# [The exercise]
Write out each line exactly as it stands, please.

>> BEGIN Exercise inputs

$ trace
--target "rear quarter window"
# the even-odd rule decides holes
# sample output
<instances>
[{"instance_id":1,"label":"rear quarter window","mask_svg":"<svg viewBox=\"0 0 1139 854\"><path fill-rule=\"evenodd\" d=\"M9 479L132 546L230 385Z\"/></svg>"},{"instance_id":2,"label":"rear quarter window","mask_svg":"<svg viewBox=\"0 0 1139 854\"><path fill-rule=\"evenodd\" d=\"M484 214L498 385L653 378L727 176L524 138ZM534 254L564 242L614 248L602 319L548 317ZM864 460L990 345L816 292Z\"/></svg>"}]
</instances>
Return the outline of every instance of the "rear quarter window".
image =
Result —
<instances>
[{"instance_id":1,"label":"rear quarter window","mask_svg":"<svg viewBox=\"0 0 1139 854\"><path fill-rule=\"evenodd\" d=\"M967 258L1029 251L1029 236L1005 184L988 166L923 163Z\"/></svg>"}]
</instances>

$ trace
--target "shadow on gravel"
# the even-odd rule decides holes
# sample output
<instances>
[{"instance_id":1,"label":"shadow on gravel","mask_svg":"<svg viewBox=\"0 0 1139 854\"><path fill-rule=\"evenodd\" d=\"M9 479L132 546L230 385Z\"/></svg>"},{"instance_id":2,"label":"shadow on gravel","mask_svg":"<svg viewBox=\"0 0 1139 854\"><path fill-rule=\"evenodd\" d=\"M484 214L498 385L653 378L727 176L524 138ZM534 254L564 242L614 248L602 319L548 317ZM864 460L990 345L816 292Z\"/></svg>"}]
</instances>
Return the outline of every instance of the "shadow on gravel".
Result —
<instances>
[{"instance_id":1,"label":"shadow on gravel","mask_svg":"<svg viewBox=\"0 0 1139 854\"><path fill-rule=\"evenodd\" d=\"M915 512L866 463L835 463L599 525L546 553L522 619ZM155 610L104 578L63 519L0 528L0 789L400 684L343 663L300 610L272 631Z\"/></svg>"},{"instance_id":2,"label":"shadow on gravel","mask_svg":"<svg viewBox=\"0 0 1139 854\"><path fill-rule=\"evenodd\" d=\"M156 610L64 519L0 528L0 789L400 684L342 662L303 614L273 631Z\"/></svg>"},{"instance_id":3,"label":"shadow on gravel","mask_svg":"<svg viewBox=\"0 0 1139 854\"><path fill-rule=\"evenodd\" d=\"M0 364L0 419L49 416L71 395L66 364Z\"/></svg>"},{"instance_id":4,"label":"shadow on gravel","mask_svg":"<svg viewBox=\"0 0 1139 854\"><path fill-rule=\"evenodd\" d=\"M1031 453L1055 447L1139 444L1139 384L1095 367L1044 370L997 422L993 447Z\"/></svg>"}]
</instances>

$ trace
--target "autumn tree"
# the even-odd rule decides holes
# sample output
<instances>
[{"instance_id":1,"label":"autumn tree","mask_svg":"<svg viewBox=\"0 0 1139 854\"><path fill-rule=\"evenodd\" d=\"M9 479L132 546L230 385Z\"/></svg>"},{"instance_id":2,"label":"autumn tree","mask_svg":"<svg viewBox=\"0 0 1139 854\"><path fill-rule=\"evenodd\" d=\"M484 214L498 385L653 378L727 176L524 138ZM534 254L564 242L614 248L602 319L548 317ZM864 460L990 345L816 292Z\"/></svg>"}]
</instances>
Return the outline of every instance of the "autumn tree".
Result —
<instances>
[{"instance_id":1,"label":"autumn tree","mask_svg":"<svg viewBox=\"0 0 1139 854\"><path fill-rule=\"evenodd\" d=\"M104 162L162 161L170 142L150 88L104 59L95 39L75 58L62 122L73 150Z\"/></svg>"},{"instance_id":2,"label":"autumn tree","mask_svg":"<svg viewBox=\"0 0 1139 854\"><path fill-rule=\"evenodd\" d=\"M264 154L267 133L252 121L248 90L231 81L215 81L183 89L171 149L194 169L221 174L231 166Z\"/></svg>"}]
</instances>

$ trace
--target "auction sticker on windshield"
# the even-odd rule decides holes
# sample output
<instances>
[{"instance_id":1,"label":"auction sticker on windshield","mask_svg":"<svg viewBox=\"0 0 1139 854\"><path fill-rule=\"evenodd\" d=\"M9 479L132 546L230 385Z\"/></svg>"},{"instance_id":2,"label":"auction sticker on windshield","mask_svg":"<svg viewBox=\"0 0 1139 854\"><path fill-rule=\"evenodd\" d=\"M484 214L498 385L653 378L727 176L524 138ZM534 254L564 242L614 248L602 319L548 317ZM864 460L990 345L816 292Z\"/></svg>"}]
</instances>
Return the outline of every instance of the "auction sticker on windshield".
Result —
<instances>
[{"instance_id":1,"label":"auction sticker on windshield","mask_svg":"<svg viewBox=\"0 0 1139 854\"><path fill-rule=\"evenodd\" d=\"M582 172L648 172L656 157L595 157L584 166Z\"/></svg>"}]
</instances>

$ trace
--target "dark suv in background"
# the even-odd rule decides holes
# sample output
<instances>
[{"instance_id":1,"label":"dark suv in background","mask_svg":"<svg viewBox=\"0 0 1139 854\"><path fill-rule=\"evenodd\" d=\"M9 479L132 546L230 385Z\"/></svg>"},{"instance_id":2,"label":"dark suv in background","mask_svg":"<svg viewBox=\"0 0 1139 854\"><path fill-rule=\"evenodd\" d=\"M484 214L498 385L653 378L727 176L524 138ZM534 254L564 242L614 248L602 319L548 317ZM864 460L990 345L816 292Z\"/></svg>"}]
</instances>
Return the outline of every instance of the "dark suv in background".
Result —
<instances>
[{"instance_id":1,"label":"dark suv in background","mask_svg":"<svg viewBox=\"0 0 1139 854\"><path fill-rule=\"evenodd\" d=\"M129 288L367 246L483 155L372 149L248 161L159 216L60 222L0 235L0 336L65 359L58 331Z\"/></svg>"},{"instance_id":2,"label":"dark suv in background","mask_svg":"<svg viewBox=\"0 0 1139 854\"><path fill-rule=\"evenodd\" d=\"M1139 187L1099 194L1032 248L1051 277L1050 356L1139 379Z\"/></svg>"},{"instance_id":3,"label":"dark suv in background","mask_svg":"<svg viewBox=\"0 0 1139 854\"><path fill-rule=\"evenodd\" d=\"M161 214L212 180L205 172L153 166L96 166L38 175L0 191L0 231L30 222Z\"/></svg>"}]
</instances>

>> END Exercise inputs

# [Exercise solution]
$ trace
--target "rear quarter window"
# the even-odd rule decides holes
# sample output
<instances>
[{"instance_id":1,"label":"rear quarter window","mask_svg":"<svg viewBox=\"0 0 1139 854\"><path fill-rule=\"evenodd\" d=\"M9 479L132 546L230 385Z\"/></svg>"},{"instance_id":2,"label":"rear quarter window","mask_svg":"<svg viewBox=\"0 0 1139 854\"><path fill-rule=\"evenodd\" d=\"M484 214L498 385L653 378L727 176L524 138ZM534 254L564 242L614 248L602 319L548 317ZM864 460L990 345L816 292Z\"/></svg>"}]
</instances>
Return the outline of every instance of the "rear quarter window".
image =
Result —
<instances>
[{"instance_id":1,"label":"rear quarter window","mask_svg":"<svg viewBox=\"0 0 1139 854\"><path fill-rule=\"evenodd\" d=\"M967 258L1029 251L1029 236L1005 184L988 166L923 163Z\"/></svg>"}]
</instances>

$ trace
--target "shadow on gravel"
# the even-odd rule decides holes
# sample output
<instances>
[{"instance_id":1,"label":"shadow on gravel","mask_svg":"<svg viewBox=\"0 0 1139 854\"><path fill-rule=\"evenodd\" d=\"M9 479L132 546L230 385Z\"/></svg>"},{"instance_id":2,"label":"shadow on gravel","mask_svg":"<svg viewBox=\"0 0 1139 854\"><path fill-rule=\"evenodd\" d=\"M484 214L498 385L653 378L727 176L524 138ZM534 254L564 242L614 248L602 319L548 317ZM864 460L990 345L816 292Z\"/></svg>"}]
</instances>
Return the outline of every instance of the "shadow on gravel".
Result —
<instances>
[{"instance_id":1,"label":"shadow on gravel","mask_svg":"<svg viewBox=\"0 0 1139 854\"><path fill-rule=\"evenodd\" d=\"M915 512L866 463L835 463L599 525L546 553L522 619ZM155 610L104 578L63 519L0 528L0 789L400 684L343 663L300 610L272 631Z\"/></svg>"},{"instance_id":2,"label":"shadow on gravel","mask_svg":"<svg viewBox=\"0 0 1139 854\"><path fill-rule=\"evenodd\" d=\"M156 610L64 519L0 528L0 789L400 684L342 662L303 614L273 631Z\"/></svg>"},{"instance_id":3,"label":"shadow on gravel","mask_svg":"<svg viewBox=\"0 0 1139 854\"><path fill-rule=\"evenodd\" d=\"M0 364L0 419L49 416L71 395L66 364Z\"/></svg>"},{"instance_id":4,"label":"shadow on gravel","mask_svg":"<svg viewBox=\"0 0 1139 854\"><path fill-rule=\"evenodd\" d=\"M1031 453L1055 447L1139 444L1139 384L1095 367L1044 370L997 422L993 447Z\"/></svg>"}]
</instances>

$ trace
--target "autumn tree"
# the even-odd rule decides holes
# sample output
<instances>
[{"instance_id":1,"label":"autumn tree","mask_svg":"<svg viewBox=\"0 0 1139 854\"><path fill-rule=\"evenodd\" d=\"M9 479L132 546L230 385Z\"/></svg>"},{"instance_id":2,"label":"autumn tree","mask_svg":"<svg viewBox=\"0 0 1139 854\"><path fill-rule=\"evenodd\" d=\"M484 214L498 385L653 378L727 176L524 138ZM534 254L564 242L614 248L602 319L548 317ZM864 460L990 345L816 292Z\"/></svg>"}]
</instances>
Return the outline of every instance of the "autumn tree".
Result —
<instances>
[{"instance_id":1,"label":"autumn tree","mask_svg":"<svg viewBox=\"0 0 1139 854\"><path fill-rule=\"evenodd\" d=\"M104 162L162 161L170 142L150 88L104 59L95 39L75 58L62 122L73 150Z\"/></svg>"},{"instance_id":2,"label":"autumn tree","mask_svg":"<svg viewBox=\"0 0 1139 854\"><path fill-rule=\"evenodd\" d=\"M264 154L267 133L252 121L248 90L231 81L215 81L183 89L171 149L194 169L221 174L231 166Z\"/></svg>"}]
</instances>

$ trace
--target "auction sticker on windshield"
# the even-odd rule decides holes
# sample output
<instances>
[{"instance_id":1,"label":"auction sticker on windshield","mask_svg":"<svg viewBox=\"0 0 1139 854\"><path fill-rule=\"evenodd\" d=\"M9 479L132 546L230 385Z\"/></svg>"},{"instance_id":2,"label":"auction sticker on windshield","mask_svg":"<svg viewBox=\"0 0 1139 854\"><path fill-rule=\"evenodd\" d=\"M484 214L498 385L653 378L727 176L524 138ZM534 254L564 242L614 248L602 319L548 317ZM864 460L990 345L816 292Z\"/></svg>"}]
</instances>
Return the outline of every instance of the "auction sticker on windshield".
Result —
<instances>
[{"instance_id":1,"label":"auction sticker on windshield","mask_svg":"<svg viewBox=\"0 0 1139 854\"><path fill-rule=\"evenodd\" d=\"M582 172L648 172L656 157L595 157L584 166Z\"/></svg>"}]
</instances>

$ trace
--target "dark suv in background"
# the even-odd rule decides holes
# sample output
<instances>
[{"instance_id":1,"label":"dark suv in background","mask_svg":"<svg viewBox=\"0 0 1139 854\"><path fill-rule=\"evenodd\" d=\"M9 479L132 546L230 385Z\"/></svg>"},{"instance_id":2,"label":"dark suv in background","mask_svg":"<svg viewBox=\"0 0 1139 854\"><path fill-rule=\"evenodd\" d=\"M484 214L498 385L653 378L727 176L524 138ZM534 254L564 242L614 248L602 319L548 317ZM864 460L990 345L816 292Z\"/></svg>"}]
</instances>
Return the outline of every instance of the "dark suv in background".
Result —
<instances>
[{"instance_id":1,"label":"dark suv in background","mask_svg":"<svg viewBox=\"0 0 1139 854\"><path fill-rule=\"evenodd\" d=\"M129 288L367 246L483 155L372 149L248 161L159 216L60 222L0 235L0 336L65 359L58 331Z\"/></svg>"},{"instance_id":2,"label":"dark suv in background","mask_svg":"<svg viewBox=\"0 0 1139 854\"><path fill-rule=\"evenodd\" d=\"M1139 187L1099 194L1032 248L1051 277L1050 356L1139 379Z\"/></svg>"},{"instance_id":3,"label":"dark suv in background","mask_svg":"<svg viewBox=\"0 0 1139 854\"><path fill-rule=\"evenodd\" d=\"M161 214L212 180L205 172L153 166L96 166L38 175L0 191L0 231L30 222Z\"/></svg>"}]
</instances>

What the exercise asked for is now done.